WHAT THE TASK REQUIRES: Extend the text below on stock valuations and rising Treasury yields, picking up after its final sentence.

TEXT SHOWN:

☆ ☆ ☆ ☆

Such frothy valuations could expose stocks to possible looming headwinds to the US economy, including the impact on US government debt of President-elect Donald Trump's vow to roll out sweeping import tariffs and deliver new tax cuts, Berezin said.

"The stock market rally is running out of fuel," Berezin added.

In particular, Berezin flagged that these moves could push up the benchmark US 10-year Treasury yield , which has recently touched multi-month highs.

Higher yields can hit stocks by raising borrowing costs for consumers and businesses, and by denting the attractiveness of holding equities compared to bonds.

"The 10-year Treasury yield has risen by nearly one percentage point since the Fed[eral Reserve]’s jumbo rate cut in September, partly on the back of expectations of even bigger budget deficits," Berezin wrote. The Fed slashed interest rates by a full percentage point last year, although officials at the central bank have since indicated they will be cautious before announcing further reductions, giving some lift to Treasury yields.

☆ ☆ ☆ ☆

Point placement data
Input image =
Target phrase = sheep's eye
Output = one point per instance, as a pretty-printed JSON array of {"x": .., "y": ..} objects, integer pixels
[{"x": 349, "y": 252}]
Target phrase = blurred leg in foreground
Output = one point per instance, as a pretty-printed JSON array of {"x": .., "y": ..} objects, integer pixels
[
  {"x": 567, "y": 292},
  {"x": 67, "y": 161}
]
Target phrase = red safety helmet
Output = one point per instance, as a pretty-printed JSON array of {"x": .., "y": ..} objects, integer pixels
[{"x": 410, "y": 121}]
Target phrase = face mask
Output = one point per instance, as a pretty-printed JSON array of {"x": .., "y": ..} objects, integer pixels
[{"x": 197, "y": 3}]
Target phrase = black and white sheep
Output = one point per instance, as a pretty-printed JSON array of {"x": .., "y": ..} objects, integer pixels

☆ ☆ ☆ ☆

OUTPUT OF THE TASK:
"A full-blown debt crisis in 2025 is entirely possible at this stage," Berezin said. "And even if a crisis is averted, the fact that bond yields have risen so much lately should cause economic data to surprise to the downside over the coming months."

Meanwhile, Berezin added that investors' sentiment is already "bullish" and positioning has become "very stretched", flagging that this could affect equities because stocks usually perform best "when sentiment is improving and when money is flowing into the [...] market."

"Given the current starting point, however, there is little scope for either of these trends to continue," Berezin argued.